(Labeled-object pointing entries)
Begin

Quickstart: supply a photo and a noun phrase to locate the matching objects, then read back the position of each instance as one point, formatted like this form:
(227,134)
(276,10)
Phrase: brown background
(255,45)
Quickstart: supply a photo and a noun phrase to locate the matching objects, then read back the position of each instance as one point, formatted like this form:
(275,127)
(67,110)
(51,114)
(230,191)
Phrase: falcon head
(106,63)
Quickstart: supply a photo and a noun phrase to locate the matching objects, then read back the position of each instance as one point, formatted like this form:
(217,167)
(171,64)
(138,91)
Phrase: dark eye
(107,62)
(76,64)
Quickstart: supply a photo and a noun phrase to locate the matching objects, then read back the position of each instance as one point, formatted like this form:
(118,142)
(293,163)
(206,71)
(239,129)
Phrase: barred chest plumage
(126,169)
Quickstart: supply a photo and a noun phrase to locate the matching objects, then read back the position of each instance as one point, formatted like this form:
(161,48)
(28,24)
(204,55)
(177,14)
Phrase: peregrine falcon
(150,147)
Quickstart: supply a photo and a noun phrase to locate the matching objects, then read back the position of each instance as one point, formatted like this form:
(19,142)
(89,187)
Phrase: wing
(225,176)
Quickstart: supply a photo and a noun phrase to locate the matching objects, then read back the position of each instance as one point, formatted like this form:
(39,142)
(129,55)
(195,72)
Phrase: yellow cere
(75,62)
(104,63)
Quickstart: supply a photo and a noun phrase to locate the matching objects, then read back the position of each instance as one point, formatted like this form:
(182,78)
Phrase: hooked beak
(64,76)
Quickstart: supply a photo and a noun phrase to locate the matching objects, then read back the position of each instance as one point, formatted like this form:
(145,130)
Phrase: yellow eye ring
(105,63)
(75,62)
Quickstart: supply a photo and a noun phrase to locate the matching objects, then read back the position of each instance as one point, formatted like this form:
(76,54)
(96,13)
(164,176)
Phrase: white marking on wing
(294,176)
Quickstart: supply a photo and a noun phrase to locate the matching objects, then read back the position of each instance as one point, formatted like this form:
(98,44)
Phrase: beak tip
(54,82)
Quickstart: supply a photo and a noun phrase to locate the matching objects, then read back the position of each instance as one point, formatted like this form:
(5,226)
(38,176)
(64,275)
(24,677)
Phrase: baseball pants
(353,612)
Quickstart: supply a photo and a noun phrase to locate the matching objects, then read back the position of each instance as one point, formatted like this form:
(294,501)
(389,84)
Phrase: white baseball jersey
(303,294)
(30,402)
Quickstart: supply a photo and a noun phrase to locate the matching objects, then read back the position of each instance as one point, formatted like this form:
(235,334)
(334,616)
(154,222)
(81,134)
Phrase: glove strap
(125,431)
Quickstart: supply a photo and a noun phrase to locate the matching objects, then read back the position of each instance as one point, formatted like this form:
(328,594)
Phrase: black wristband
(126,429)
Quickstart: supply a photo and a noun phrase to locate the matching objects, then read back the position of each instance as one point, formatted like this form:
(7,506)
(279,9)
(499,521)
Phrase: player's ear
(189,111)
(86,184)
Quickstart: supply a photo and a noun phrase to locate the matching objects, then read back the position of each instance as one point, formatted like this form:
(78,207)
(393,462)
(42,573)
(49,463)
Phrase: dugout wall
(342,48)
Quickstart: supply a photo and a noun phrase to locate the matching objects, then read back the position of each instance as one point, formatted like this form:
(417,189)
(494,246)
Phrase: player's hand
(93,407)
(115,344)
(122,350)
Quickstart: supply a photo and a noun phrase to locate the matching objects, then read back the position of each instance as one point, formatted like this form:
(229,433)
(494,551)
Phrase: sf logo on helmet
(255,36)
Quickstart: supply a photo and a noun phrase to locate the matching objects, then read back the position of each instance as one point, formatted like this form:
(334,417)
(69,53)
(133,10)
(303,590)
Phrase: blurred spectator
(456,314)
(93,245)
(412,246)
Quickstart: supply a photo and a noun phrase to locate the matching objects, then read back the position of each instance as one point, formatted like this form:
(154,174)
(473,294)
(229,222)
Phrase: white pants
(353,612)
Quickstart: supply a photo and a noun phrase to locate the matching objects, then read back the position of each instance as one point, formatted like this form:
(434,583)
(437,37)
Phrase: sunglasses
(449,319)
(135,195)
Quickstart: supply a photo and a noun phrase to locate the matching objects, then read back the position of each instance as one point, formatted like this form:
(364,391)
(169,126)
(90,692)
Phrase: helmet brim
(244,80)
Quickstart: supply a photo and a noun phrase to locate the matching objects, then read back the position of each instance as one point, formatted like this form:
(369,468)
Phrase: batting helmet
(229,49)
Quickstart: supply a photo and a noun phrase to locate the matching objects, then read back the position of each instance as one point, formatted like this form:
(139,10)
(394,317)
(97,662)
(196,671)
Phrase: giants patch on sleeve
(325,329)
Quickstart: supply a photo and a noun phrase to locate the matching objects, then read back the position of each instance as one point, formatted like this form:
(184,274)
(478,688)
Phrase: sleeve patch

End

What to work on:
All of the data must be returned exactly.

Written solution:
Quickstart: supply a photo and a noun phrase to locate the matching objects, then read back the position of each instance as one point, formatted like this form:
(227,134)
(276,10)
Phrase: brown background
(255,45)
Quickstart: supply a photo and a noun phrase to locate the matching objects, then read back the position of each instance as one point, formatted like this form:
(275,127)
(67,110)
(51,114)
(230,191)
Phrase: falcon head
(106,63)
Quickstart: supply a photo and a noun phrase to locate the matching objects, then read back the position of each instance as one point, formatted like this form:
(217,167)
(171,64)
(138,91)
Phrase: dark eye
(107,62)
(76,64)
Quickstart: supply a photo and a noun phrase to locate the matching objects, then read back the position of each instance as one point, formatted like this form:
(118,142)
(293,163)
(206,71)
(239,129)
Phrase: barred chest plumage
(126,169)
Quickstart: supply a photo and a noun phrase to locate the matching objects, then read back the position of each instance as one point, formatted like this form:
(161,48)
(28,24)
(204,55)
(177,14)
Phrase: peregrine falcon
(150,147)
Quickstart: supply a photo and a noun phrase to locate the matching objects, then read back the position of each instance as one point, formatted like this form:
(19,142)
(89,187)
Phrase: wing
(225,176)
Quickstart: supply a photo and a noun phrase to locate the matching objects, then read back the position of each instance as one point, formatted like this form:
(39,142)
(129,55)
(195,72)
Phrase: yellow cere
(75,62)
(104,63)
Quickstart: supply a photo and a noun phrase to locate the matching objects, then read back the position of each instance as one point, formatted like this form:
(182,78)
Phrase: hooked beak
(64,76)
Quickstart: supply a photo and a noun phrase to locate the matching objects, then read back the position of each instance as one point, formatted like this form:
(145,130)
Phrase: yellow eye ring
(105,63)
(75,62)
Quickstart: supply a photo and a noun phrase to locate the matching objects, then read back the position of each instance as one point, formatted like this form:
(76,54)
(96,13)
(164,176)
Phrase: white marking on wing
(294,176)
Quickstart: supply a photo and a noun phrase to locate the matching objects, then read back the position of each instance as one point, formatted like this form:
(98,44)
Phrase: beak tip
(54,82)
Quickstart: supply a photo and a noun phrase to locate the matching objects, then read back the position of each instance as one point, formatted like this form:
(5,226)
(38,176)
(64,275)
(24,677)
Phrase: baseball pants
(353,612)
Quickstart: supply a photo and a noun phrase to locate the matching objects, then read back the position of each instance as one point, formatted like this form:
(294,501)
(389,84)
Phrase: white baseball jersey
(303,294)
(30,402)
Quickstart: supply a photo and a noun phrase to locate the matching objects, then read back the position of each instance as one point, formatted like this form:
(235,334)
(334,616)
(154,222)
(81,134)
Phrase: glove strap
(125,431)
Quickstart: supply a photo and a noun phrase to locate the matching objects, then read back the position of each instance as one point, formatted like this form:
(328,594)
Phrase: black wristband
(126,429)
Quickstart: supply a photo and a noun phrase to locate the matching objects, then read back the position of each instance as one point, formatted like this form:
(7,506)
(279,9)
(499,521)
Phrase: player's ear
(189,111)
(86,184)
Quickstart: supply a photo and a noun phrase to locate the matching objects, then read back the position of each instance as one point, formatted like this form:
(78,207)
(393,462)
(42,573)
(49,463)
Phrase: dugout wall
(342,48)
Quickstart: supply a photo and a noun phrase to locate the matching objects, then read back the position of each instance as one point, formatted like this form:
(417,189)
(494,246)
Phrase: player's hand
(93,407)
(115,344)
(122,350)
Quickstart: supply a photo and a noun phrase to locate the matching objects, then read back the position of each instance as one point, formatted like this form:
(229,433)
(494,551)
Phrase: sf logo on helmet
(255,36)
Quickstart: supply a photo and a noun phrase to locate the matching objects, then read back the position of each instance as one point, formatted like this form:
(334,417)
(69,53)
(133,10)
(303,590)
Phrase: blurred spectator
(456,314)
(93,245)
(412,246)
Quickstart: supply a photo and a noun phrase to locate the matching objects, then read back the position of each instance as one point, formatted like this form:
(154,174)
(473,294)
(229,222)
Phrase: white pants
(353,612)
Quickstart: supply a photo and a noun phrase to locate the matching objects, then read back the position of each instance as one point, formatted like this form:
(434,583)
(437,37)
Phrase: sunglasses
(449,319)
(135,195)
Quickstart: supply a photo and a noun phrase to locate the matching objects, then read back the position of each instance as one point, formatted like this form:
(364,391)
(169,126)
(90,692)
Phrase: helmet brim
(244,80)
Quickstart: supply a photo and a noun phrase to locate the matching objects, then read back the position of each instance as one point, formatted like this form:
(369,468)
Phrase: batting helmet
(229,49)
Quickstart: supply a photo and a noun phrase to locate the matching objects, then read back the position of each instance as one point, formatted like this form:
(139,10)
(394,317)
(97,662)
(196,671)
Phrase: giants patch on sleeve
(325,329)
Quickstart: supply a photo and a noun phrase to locate the matching objects, then read back the position of each instance as one point, formatted like this form:
(184,274)
(478,688)
Phrase: sleeve patch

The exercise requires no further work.